> **Your task**
Copy each of the following rows word for word.

(Saved data entries)

** start **

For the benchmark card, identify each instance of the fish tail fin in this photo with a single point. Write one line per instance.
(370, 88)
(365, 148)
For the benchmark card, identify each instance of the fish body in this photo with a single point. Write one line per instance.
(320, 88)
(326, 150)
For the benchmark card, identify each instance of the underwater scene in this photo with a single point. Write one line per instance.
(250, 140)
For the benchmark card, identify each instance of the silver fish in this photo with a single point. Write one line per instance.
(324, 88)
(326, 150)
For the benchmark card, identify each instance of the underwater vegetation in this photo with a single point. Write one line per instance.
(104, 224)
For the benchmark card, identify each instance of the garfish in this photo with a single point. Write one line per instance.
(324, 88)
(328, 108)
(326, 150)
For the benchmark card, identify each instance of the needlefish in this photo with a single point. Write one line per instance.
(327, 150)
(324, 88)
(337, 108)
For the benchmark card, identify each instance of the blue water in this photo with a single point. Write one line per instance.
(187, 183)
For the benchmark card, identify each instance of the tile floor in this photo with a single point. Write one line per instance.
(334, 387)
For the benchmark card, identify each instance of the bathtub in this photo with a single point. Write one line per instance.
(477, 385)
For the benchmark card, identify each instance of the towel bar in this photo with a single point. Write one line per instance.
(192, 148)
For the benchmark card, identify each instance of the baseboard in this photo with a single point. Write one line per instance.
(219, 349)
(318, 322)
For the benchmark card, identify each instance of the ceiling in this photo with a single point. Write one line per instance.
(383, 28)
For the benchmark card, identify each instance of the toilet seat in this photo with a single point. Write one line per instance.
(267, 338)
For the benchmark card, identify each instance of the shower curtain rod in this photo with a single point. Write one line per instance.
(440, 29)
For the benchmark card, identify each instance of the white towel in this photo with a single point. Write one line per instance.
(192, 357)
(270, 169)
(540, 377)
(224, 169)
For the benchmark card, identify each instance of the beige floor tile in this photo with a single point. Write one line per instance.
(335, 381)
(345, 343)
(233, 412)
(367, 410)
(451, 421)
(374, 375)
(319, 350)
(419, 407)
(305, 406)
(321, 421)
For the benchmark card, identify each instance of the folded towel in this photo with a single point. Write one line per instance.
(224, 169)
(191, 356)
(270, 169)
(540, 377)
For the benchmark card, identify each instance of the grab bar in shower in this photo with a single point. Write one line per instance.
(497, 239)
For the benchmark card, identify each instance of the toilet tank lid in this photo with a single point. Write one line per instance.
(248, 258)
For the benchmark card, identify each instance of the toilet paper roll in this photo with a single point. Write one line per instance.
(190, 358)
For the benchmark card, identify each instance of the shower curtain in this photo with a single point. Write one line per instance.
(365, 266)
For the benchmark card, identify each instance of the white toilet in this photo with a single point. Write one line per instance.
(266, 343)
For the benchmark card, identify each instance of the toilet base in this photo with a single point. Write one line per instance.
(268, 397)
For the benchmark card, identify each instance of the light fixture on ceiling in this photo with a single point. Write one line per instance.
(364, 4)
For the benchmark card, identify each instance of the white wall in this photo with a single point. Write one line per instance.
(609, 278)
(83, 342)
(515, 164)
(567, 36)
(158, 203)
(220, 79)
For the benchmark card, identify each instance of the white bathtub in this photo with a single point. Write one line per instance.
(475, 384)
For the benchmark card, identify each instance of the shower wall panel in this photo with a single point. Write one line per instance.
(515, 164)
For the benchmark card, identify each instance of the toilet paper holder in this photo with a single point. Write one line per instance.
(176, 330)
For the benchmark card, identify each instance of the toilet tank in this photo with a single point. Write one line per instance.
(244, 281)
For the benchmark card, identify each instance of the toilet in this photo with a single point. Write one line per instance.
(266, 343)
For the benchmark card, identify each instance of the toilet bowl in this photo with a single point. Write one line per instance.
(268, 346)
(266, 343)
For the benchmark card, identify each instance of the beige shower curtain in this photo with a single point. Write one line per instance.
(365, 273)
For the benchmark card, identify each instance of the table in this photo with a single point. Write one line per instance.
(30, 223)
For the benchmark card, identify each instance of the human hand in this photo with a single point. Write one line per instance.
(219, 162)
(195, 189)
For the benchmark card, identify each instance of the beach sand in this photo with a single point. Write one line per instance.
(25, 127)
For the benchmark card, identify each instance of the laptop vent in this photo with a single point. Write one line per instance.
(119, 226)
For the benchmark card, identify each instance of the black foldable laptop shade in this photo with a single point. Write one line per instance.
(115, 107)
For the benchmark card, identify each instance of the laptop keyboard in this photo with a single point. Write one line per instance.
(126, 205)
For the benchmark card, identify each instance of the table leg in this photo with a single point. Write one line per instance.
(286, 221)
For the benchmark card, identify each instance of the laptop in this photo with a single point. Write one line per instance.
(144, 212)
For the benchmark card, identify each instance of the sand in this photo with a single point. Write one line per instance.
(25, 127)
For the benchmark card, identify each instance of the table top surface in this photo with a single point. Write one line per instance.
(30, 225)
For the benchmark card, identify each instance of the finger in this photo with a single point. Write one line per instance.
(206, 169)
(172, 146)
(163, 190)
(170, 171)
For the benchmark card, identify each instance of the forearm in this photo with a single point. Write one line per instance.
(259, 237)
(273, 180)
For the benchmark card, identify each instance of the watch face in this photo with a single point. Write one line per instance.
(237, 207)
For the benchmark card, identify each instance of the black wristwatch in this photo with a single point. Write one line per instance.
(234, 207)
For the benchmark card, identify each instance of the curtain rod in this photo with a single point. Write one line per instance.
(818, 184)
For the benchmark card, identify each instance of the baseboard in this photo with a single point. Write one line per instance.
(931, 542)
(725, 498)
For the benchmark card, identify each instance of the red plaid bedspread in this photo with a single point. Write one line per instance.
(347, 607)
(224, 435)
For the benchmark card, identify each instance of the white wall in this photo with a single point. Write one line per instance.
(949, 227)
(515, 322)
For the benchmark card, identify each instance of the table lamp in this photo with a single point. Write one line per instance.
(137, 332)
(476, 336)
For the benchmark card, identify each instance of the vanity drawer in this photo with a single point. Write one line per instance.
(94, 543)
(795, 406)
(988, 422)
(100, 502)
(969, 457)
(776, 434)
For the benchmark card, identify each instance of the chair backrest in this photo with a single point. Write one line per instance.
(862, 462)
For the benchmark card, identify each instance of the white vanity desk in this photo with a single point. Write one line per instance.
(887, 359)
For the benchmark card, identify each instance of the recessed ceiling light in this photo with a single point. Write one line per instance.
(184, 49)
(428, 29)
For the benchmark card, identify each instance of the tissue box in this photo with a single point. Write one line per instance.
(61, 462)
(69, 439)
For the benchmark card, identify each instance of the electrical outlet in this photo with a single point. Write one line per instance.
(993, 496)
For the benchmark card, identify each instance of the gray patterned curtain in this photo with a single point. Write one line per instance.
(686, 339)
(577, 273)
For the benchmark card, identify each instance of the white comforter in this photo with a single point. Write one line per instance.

** end **

> **Task solution**
For the benchmark card, identify each instance of the fish tail fin in this photo with a single point. Write one line per instance.
(370, 88)
(365, 148)
For the benchmark card, identify each instance of the fish body in this photo with a single point. Write one line per instance.
(320, 88)
(326, 150)
For the benchmark card, identify each instance of the underwater scene in this photo with a single point. Write one line per instance.
(250, 140)
For the benchmark card, identify each instance of the silver fish in this photo with a single point. Write one line per instance.
(324, 88)
(326, 150)
For the benchmark card, identify each instance of the underwater vegetation in this photo with a single point. Write one line per instance.
(104, 224)
For the benchmark card, identify each instance of the garfish in this photo with a single point. Write one line per instance.
(324, 88)
(328, 108)
(326, 150)
For the benchmark card, identify each instance of the needlefish in this photo with a single point. Write one line per instance.
(327, 150)
(324, 88)
(337, 108)
For the benchmark card, identify each instance of the blue water in this photo with a single point. Write one line per instance.
(187, 183)
For the benchmark card, identify each instance of the tile floor in this photo with a single point. Write one line per instance.
(334, 387)
For the benchmark card, identify each instance of the bathtub in this photo with a single point. Write one line per instance.
(477, 385)
For the benchmark card, identify each instance of the towel bar in this photo with a single point. Write one line per instance.
(192, 148)
For the benchmark card, identify each instance of the baseboard in this photo with a single point. Write one line per instance.
(219, 349)
(318, 322)
For the benchmark card, identify each instance of the ceiling in this photo with a single point. Write one line per instance.
(383, 28)
For the benchmark card, identify each instance of the toilet seat in this photo with a single point. Write one line per instance.
(267, 338)
For the benchmark card, identify each instance of the shower curtain rod in this photo with a single point. Write one line per instance.
(440, 29)
For the benchmark card, identify each instance of the white towel in this photo with a single point. Write one line per instance.
(192, 357)
(270, 169)
(540, 377)
(224, 169)
For the benchmark card, identify each instance of the beige floor tile in this photo with a single point. Write one line per instance.
(335, 381)
(345, 343)
(233, 412)
(367, 410)
(451, 421)
(374, 375)
(319, 350)
(419, 407)
(305, 406)
(321, 421)
For the benchmark card, identify each instance of the folded towel in this photo with a single point. Write one line per instance.
(224, 169)
(191, 356)
(270, 169)
(540, 377)
For the benchmark card, identify each instance of the grab bar in shower in this photo with a single point. Write one line per instance.
(497, 239)
For the benchmark card, identify each instance of the toilet tank lid in this photo with a single point. Write one line per instance.
(248, 258)
For the benchmark card, identify each instance of the toilet paper roll in this photo with a single point. Write one line per instance.
(190, 358)
For the benchmark card, identify each instance of the shower curtain in this photo with a single point. Write one line per instance.
(365, 266)
For the benchmark card, identify each instance of the white toilet in this photo with a single point. Write one line per instance.
(266, 343)
For the benchmark card, identify each instance of the toilet base in this photo with a single point. Write one line per instance.
(268, 397)
For the benchmark card, identify each instance of the light fixture on ceiling in this photo with a single point. Write one line per instance.
(364, 4)
For the benchmark card, identify each instance of the white wall in this photo with a single point. Write one line per instance.
(609, 278)
(83, 342)
(515, 164)
(567, 36)
(158, 203)
(220, 79)
For the benchmark card, identify each instance of the white bathtub in this photo with a single point. Write one line per instance.
(475, 384)
For the benchmark card, identify each instance of the shower wall panel in this photo with a single point. Write one line per instance.
(515, 164)
For the benchmark card, identify each instance of the toilet paper holder in this photo with a single point. Write one line per instance.
(176, 330)
For the benchmark card, identify each instance of the toilet tank in this photo with a single point. Write one line per instance.
(244, 281)
For the benchmark card, identify each instance of the toilet in this photo with a single point. Write one line per instance.
(266, 343)
For the benchmark card, identify each instance of the toilet bowl in this photo with a single point. Write one line per instance.
(268, 346)
(266, 343)
For the benchmark card, identify each instance of the beige shower curtain in this photo with a single point. Write one line per instance.
(365, 273)
For the benchmark card, identify each instance of the table in this photo with a single point. Write one line per instance.
(30, 223)
For the benchmark card, identify each instance of the human hand in this photo with a single point. Write one line per instance.
(219, 162)
(195, 189)
For the benchmark card, identify each instance of the beach sand in this photo with a single point. Write one line per instance.
(25, 127)
For the benchmark card, identify each instance of the laptop vent in this photo with a single point. Write one line per instance.
(119, 226)
For the benchmark card, identify each instance of the black foldable laptop shade in this photo with a single point. Write one line per instance.
(115, 107)
For the benchmark card, identify each instance of the laptop keyboard in this photo with a single point. Write one line per instance.
(126, 205)
For the benchmark card, identify each instance of the table leg in this photo with a single point. Write one line per instance.
(286, 221)
For the benchmark card, identify each instance of the laptop in this photo with a single point. Write one line per instance.
(144, 212)
For the benchmark card, identify each instance of the sand in this photo with a single point. Write one line per instance.
(25, 127)
For the benchmark card, identify each instance of the table top surface in this photo with a single point. Write one line per instance.
(30, 225)
For the benchmark card, identify each instance of the finger in this photo with a single point. Write one line per instance.
(206, 169)
(172, 146)
(163, 190)
(170, 171)
For the benchmark card, identify each instance of the forearm in this photo with a single point. Write one line per instance.
(259, 237)
(273, 180)
For the benchmark card, identify each instance of the watch face in this photo with a single point. Write one line per instance.
(237, 207)
For the benchmark card, identify each instance of the black wristwatch in this photo with a single point. Write one line per instance.
(234, 207)
For the benchmark card, identify each instance of the curtain rod in this photo with a single point. Write one line per instance.
(818, 184)
For the benchmark card, identify each instance of the baseboard in this photo with a single point. Write one line per instance.
(931, 542)
(725, 498)
For the benchmark card, identify each instance of the red plaid bedspread in this photo with a single point. Write one line per instance.
(347, 607)
(224, 435)
For the benchmark card, identify each instance of the white wall in this photo with a single point. Write one line per instance.
(949, 227)
(515, 322)
For the benchmark card, identify each instance of the table lamp in this photo with a single point. Write one line per instance.
(137, 332)
(476, 336)
For the benchmark card, identify each instance of the vanity drawer in this photo with a single point. Write one line per instance.
(94, 543)
(795, 406)
(988, 422)
(100, 502)
(969, 457)
(776, 434)
For the benchmark card, identify each instance of the chair backrest in this photo with a single point. Write one line per instance.
(862, 462)
For the benchmark card, identify each instance of the white vanity desk in this photo with a single point. Write one line per instance.
(887, 359)
For the benchmark card, identify each instance of the recessed ceiling light in this photo with a single point. Write one line per instance.
(184, 49)
(428, 29)
For the benchmark card, identify each instance of the tissue box in this photo with a single point. Write one line per instance.
(61, 462)
(69, 439)
For the benchmark card, identify each instance of the electrical outlet in this photo with a single point. Write one line per instance.
(993, 496)
For the benchmark card, identify each instance of the gray patterned curtain in this photo with a single point. Write one line per instance.
(686, 339)
(577, 273)
For the benchmark card, identify each instance of the white comforter in this photo with a single point. Write one line per instance.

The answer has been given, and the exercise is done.